**Activity:** Would you please restate the data exactly as it stands, apart from the pictures?

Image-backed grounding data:
*** Begin section ***

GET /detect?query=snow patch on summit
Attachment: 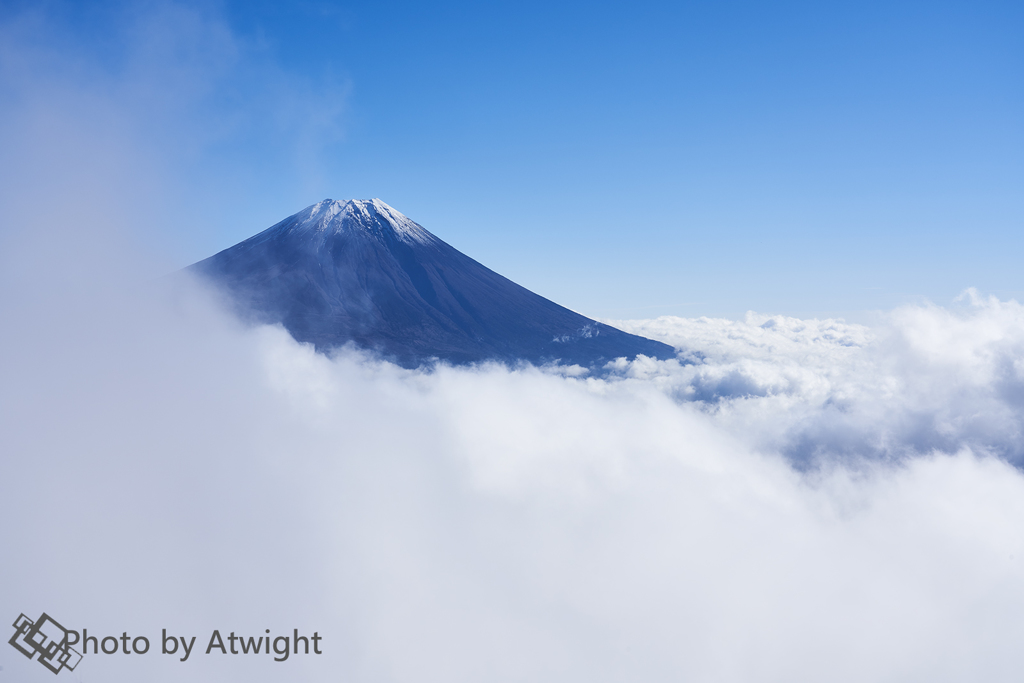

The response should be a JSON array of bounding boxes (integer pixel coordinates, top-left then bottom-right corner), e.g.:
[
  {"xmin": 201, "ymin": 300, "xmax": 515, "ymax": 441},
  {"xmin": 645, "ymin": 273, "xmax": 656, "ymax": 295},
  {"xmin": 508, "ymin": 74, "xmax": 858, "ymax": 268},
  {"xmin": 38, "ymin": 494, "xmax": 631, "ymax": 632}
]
[{"xmin": 304, "ymin": 198, "xmax": 435, "ymax": 246}]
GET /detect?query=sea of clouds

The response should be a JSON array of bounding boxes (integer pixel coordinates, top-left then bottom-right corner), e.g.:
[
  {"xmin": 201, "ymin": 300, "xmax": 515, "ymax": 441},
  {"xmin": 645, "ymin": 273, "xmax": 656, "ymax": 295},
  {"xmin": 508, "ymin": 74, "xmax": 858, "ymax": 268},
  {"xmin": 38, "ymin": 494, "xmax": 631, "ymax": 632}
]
[
  {"xmin": 3, "ymin": 243, "xmax": 1024, "ymax": 681},
  {"xmin": 606, "ymin": 295, "xmax": 1024, "ymax": 466}
]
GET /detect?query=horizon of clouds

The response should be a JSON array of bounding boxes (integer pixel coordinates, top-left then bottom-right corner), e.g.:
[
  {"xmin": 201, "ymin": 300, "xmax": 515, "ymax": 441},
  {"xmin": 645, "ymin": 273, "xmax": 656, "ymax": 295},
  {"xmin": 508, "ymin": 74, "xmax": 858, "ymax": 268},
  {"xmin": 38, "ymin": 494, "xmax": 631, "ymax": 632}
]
[{"xmin": 604, "ymin": 292, "xmax": 1024, "ymax": 466}]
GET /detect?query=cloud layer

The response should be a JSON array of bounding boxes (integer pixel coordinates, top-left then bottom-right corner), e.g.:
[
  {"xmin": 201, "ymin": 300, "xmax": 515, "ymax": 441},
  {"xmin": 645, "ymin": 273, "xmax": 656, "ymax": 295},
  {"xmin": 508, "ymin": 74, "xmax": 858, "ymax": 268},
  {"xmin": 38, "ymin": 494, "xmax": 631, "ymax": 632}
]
[
  {"xmin": 3, "ymin": 253, "xmax": 1024, "ymax": 681},
  {"xmin": 608, "ymin": 296, "xmax": 1024, "ymax": 466}
]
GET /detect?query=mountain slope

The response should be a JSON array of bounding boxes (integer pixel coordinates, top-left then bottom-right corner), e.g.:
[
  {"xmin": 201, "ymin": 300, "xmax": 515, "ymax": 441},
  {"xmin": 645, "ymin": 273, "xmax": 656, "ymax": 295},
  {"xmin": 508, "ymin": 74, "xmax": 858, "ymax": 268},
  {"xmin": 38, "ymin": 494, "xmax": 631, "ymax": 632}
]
[{"xmin": 189, "ymin": 199, "xmax": 676, "ymax": 367}]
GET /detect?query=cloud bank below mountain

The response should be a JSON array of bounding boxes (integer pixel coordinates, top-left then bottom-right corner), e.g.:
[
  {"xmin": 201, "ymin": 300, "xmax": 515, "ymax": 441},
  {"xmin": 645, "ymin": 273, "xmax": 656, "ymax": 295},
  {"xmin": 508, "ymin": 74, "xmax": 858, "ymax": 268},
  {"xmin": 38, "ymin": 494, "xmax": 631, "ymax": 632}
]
[
  {"xmin": 2, "ymin": 251, "xmax": 1024, "ymax": 681},
  {"xmin": 605, "ymin": 294, "xmax": 1024, "ymax": 466}
]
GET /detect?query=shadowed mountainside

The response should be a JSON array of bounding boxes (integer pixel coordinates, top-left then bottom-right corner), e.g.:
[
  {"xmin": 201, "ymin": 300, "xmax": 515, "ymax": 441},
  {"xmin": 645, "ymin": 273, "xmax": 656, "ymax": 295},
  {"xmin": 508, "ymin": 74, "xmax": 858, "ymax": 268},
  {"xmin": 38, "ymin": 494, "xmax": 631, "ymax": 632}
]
[{"xmin": 189, "ymin": 199, "xmax": 676, "ymax": 368}]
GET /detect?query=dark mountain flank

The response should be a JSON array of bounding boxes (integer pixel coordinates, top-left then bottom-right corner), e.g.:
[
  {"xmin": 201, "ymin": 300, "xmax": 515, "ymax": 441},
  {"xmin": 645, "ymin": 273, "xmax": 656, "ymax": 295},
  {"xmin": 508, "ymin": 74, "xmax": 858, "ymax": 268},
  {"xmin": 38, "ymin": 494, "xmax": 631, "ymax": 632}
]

*** End section ***

**Exercise answer:**
GET /detect?query=snow patch on summit
Attachment: 

The response should be a JSON array of bounding boxes (integer pixel coordinates, top-left then bottom-right corner), e.g.:
[
  {"xmin": 201, "ymin": 300, "xmax": 515, "ymax": 441},
  {"xmin": 645, "ymin": 273, "xmax": 656, "ymax": 295},
  {"xmin": 508, "ymin": 74, "xmax": 858, "ymax": 268},
  {"xmin": 38, "ymin": 494, "xmax": 631, "ymax": 632}
]
[{"xmin": 304, "ymin": 198, "xmax": 435, "ymax": 246}]
GET /detect?query=sea of clouds

The response should be a JSON array of bounding boxes (integer pixel coordinates, top-left then bottom-right corner), e.g.:
[
  {"xmin": 201, "ymin": 300, "xmax": 515, "ymax": 441},
  {"xmin": 645, "ymin": 273, "xmax": 656, "ymax": 295},
  {"xmin": 508, "ymin": 74, "xmax": 858, "ymax": 268},
  {"xmin": 38, "ymin": 494, "xmax": 631, "ymax": 632}
]
[
  {"xmin": 3, "ymin": 243, "xmax": 1024, "ymax": 681},
  {"xmin": 606, "ymin": 295, "xmax": 1024, "ymax": 466}
]
GET /detect?query=horizon of clouds

The response should be a JSON array of bounding boxes (integer pixel coordinates, top-left then bottom-right corner), e.g.:
[
  {"xmin": 201, "ymin": 300, "xmax": 515, "ymax": 441},
  {"xmin": 645, "ymin": 273, "xmax": 656, "ymax": 295},
  {"xmin": 508, "ymin": 74, "xmax": 858, "ymax": 268},
  {"xmin": 38, "ymin": 494, "xmax": 631, "ymax": 632}
]
[{"xmin": 604, "ymin": 292, "xmax": 1024, "ymax": 466}]
GET /detect?query=cloud layer

The response should be a JSON array of bounding boxes (integer pixel coordinates, top-left then bottom-right corner), e.g.:
[
  {"xmin": 201, "ymin": 300, "xmax": 515, "ymax": 441},
  {"xmin": 645, "ymin": 273, "xmax": 656, "ymax": 295},
  {"xmin": 508, "ymin": 74, "xmax": 858, "ymax": 268},
  {"xmin": 38, "ymin": 494, "xmax": 631, "ymax": 632}
]
[
  {"xmin": 3, "ymin": 253, "xmax": 1024, "ymax": 681},
  {"xmin": 608, "ymin": 296, "xmax": 1024, "ymax": 466}
]
GET /detect?query=mountain slope

The response should be a JSON array of bounding boxes (integer pixel coordinates, top-left then bottom-right corner), e.g.:
[
  {"xmin": 201, "ymin": 300, "xmax": 515, "ymax": 441},
  {"xmin": 645, "ymin": 273, "xmax": 656, "ymax": 295},
  {"xmin": 508, "ymin": 74, "xmax": 858, "ymax": 268},
  {"xmin": 38, "ymin": 494, "xmax": 631, "ymax": 632}
]
[{"xmin": 189, "ymin": 199, "xmax": 676, "ymax": 367}]
GET /detect?query=cloud bank below mountain

The response should be a JSON array of bounding boxes (integer pixel coordinates, top-left then bottom-right corner), e.g.:
[
  {"xmin": 201, "ymin": 300, "xmax": 515, "ymax": 441},
  {"xmin": 645, "ymin": 273, "xmax": 656, "ymax": 295},
  {"xmin": 508, "ymin": 74, "xmax": 858, "ymax": 268},
  {"xmin": 38, "ymin": 494, "xmax": 631, "ymax": 632}
]
[
  {"xmin": 2, "ymin": 251, "xmax": 1024, "ymax": 681},
  {"xmin": 605, "ymin": 294, "xmax": 1024, "ymax": 466}
]
GET /detect?query=shadowed mountainside

The response should be a JSON array of bounding boxes (integer pixel coordinates, top-left then bottom-right corner), e.g.:
[
  {"xmin": 201, "ymin": 300, "xmax": 515, "ymax": 441},
  {"xmin": 645, "ymin": 273, "xmax": 656, "ymax": 295},
  {"xmin": 508, "ymin": 74, "xmax": 858, "ymax": 268},
  {"xmin": 38, "ymin": 494, "xmax": 631, "ymax": 632}
]
[{"xmin": 189, "ymin": 199, "xmax": 676, "ymax": 368}]
GET /detect?query=dark mountain flank

The response should be a JSON array of bounding boxes (integer pixel coordinates, top-left then bottom-right corner), e.g.:
[
  {"xmin": 201, "ymin": 300, "xmax": 515, "ymax": 441},
  {"xmin": 645, "ymin": 273, "xmax": 656, "ymax": 295},
  {"xmin": 508, "ymin": 74, "xmax": 858, "ymax": 268},
  {"xmin": 38, "ymin": 494, "xmax": 631, "ymax": 632}
]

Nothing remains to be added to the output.